____ Exercise data

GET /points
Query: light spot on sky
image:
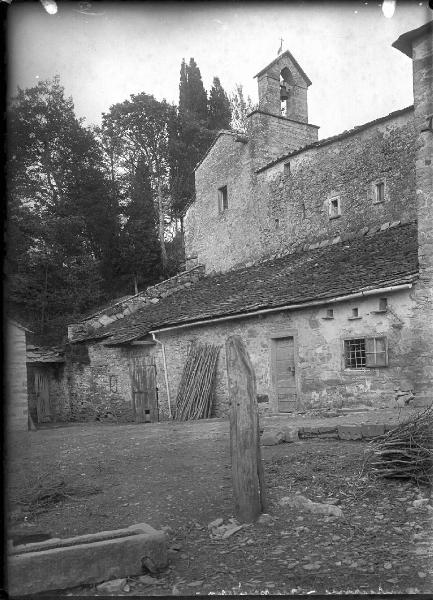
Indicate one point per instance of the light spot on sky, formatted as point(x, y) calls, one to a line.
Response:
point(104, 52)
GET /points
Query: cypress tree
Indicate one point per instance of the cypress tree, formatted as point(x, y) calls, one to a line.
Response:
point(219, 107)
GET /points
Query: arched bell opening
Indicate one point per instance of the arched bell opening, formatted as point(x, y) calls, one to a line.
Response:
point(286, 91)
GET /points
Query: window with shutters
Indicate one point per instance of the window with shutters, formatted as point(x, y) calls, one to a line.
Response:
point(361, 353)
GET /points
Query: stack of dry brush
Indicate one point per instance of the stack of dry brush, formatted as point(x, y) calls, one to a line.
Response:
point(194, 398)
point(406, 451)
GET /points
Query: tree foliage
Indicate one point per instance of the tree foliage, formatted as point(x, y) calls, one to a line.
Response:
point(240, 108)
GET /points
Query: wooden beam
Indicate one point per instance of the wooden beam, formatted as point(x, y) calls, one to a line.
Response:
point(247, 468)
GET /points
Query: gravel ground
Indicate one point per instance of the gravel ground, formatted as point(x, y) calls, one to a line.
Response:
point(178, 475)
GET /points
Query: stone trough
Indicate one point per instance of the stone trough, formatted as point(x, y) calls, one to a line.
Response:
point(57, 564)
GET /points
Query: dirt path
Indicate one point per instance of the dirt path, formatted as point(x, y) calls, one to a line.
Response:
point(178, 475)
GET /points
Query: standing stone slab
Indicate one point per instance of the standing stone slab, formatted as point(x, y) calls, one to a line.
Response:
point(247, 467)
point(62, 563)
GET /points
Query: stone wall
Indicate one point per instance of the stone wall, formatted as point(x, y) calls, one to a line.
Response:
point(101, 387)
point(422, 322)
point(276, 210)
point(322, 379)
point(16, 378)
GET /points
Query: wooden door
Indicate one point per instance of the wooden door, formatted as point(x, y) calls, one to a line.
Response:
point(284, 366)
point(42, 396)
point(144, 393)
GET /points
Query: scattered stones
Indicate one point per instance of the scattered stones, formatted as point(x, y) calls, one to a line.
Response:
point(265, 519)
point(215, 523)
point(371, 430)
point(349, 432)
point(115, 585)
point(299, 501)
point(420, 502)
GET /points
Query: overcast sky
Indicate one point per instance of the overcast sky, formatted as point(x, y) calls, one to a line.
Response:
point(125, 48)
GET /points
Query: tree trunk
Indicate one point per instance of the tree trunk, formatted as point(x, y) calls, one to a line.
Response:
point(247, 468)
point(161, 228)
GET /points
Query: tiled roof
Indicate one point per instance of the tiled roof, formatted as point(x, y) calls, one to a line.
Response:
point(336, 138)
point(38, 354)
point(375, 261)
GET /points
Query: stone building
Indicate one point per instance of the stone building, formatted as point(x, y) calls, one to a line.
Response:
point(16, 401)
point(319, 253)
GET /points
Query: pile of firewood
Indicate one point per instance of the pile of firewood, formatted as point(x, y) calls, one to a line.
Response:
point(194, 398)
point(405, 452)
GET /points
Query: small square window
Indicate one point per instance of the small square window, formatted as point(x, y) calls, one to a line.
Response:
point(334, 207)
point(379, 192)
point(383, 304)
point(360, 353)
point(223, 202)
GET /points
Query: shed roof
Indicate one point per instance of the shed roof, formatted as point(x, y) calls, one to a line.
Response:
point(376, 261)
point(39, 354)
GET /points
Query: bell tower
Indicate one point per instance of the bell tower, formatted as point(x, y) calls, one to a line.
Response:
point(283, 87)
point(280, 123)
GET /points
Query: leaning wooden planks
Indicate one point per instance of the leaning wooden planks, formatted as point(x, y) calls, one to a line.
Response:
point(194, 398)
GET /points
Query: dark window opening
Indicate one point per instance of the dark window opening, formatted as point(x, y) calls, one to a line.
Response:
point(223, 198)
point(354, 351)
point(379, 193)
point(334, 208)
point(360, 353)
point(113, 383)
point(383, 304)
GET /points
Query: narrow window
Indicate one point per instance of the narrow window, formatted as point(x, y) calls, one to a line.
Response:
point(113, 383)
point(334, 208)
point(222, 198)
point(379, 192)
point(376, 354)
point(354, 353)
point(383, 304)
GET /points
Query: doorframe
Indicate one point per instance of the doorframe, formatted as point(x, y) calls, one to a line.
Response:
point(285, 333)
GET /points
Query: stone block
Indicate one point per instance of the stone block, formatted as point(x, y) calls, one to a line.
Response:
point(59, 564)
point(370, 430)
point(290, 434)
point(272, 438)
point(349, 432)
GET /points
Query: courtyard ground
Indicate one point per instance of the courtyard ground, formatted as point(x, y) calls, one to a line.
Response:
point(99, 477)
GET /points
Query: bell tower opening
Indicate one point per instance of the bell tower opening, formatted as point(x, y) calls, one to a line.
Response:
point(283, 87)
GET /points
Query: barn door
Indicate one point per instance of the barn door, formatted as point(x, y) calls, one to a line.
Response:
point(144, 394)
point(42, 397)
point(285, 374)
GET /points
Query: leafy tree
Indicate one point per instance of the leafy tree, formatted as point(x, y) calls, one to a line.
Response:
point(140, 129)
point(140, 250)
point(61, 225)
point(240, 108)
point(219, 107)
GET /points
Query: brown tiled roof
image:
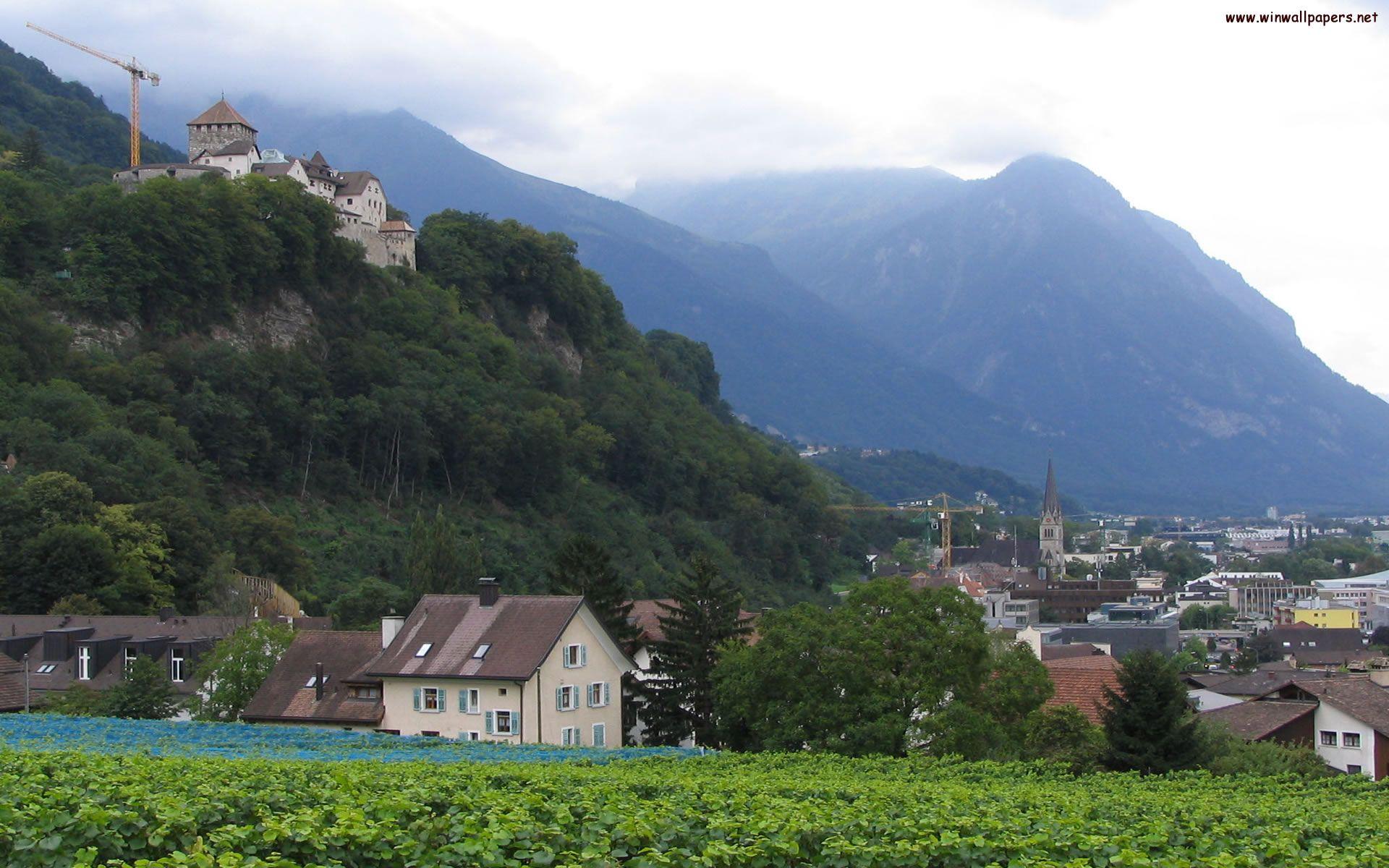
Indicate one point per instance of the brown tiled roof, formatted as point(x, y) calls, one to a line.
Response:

________
____ Exercise data

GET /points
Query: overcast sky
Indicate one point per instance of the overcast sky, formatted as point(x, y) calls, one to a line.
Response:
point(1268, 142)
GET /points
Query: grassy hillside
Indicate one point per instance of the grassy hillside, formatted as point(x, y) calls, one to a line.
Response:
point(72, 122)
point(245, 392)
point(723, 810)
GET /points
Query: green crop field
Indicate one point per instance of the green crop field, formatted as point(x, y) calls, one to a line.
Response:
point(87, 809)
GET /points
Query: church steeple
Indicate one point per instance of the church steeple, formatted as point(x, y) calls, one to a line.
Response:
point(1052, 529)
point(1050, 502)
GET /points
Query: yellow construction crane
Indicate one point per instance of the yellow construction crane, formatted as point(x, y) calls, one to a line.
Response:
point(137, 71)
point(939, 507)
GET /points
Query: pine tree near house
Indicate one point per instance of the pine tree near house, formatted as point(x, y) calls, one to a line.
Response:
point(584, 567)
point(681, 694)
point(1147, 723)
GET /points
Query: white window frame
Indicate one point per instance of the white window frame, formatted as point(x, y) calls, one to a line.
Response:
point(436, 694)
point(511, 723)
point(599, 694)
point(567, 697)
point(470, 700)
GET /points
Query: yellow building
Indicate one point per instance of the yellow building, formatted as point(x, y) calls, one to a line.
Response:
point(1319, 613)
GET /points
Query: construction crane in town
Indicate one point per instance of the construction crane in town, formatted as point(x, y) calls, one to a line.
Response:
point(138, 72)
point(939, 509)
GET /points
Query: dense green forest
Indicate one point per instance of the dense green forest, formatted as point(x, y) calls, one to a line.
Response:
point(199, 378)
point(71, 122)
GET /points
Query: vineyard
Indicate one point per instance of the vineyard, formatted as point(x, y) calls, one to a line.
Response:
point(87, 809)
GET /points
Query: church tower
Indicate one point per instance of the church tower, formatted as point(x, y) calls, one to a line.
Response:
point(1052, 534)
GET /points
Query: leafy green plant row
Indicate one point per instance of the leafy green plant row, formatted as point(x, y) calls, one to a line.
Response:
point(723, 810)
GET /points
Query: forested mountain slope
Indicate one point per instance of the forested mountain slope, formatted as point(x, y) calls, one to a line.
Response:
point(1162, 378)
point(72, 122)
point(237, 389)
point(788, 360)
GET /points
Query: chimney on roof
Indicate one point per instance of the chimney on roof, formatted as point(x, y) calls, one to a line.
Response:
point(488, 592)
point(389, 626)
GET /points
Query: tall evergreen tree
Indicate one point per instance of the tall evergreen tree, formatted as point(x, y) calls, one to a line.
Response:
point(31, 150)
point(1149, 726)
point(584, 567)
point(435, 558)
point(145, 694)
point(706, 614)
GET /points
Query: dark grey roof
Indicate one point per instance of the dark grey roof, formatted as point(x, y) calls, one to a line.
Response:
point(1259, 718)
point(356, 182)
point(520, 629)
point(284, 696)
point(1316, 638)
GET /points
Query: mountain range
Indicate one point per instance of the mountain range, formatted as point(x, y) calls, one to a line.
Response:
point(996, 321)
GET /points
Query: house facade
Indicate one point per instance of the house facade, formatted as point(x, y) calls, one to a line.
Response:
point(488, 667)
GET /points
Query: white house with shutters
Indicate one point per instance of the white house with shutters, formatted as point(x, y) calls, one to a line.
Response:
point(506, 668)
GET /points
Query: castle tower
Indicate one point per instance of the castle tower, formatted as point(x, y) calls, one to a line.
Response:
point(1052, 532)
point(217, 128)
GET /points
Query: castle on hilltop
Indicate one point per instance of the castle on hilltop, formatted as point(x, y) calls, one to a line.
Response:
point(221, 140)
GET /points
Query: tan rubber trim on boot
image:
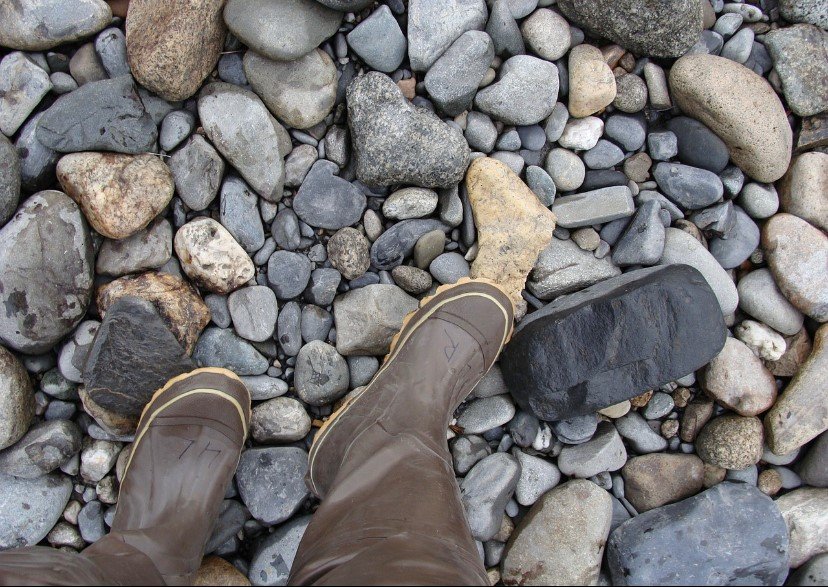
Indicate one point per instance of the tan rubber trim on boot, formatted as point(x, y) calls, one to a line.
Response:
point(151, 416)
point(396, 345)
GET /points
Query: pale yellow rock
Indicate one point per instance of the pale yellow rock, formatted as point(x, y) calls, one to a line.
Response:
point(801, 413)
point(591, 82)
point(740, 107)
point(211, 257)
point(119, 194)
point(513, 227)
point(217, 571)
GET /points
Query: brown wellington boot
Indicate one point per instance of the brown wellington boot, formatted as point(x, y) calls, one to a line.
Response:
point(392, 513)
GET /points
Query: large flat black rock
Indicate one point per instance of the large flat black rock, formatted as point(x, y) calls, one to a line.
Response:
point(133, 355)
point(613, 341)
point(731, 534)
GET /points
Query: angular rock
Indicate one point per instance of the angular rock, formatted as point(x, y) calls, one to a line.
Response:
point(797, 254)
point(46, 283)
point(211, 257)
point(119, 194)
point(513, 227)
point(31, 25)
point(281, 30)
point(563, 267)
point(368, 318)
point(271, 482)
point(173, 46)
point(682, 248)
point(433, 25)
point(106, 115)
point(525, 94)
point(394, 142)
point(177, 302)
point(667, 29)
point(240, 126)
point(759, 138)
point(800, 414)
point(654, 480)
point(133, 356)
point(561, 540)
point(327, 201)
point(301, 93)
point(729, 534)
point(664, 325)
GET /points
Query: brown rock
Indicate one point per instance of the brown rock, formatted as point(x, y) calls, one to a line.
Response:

________

Apply a filter for "grey" to the data above, then copy each line that matches.

#### [Your solution]
Query: dark grey roof
Indicate one point per instance of the dark grey roof, formatted as point(x, y) calls, one to a line.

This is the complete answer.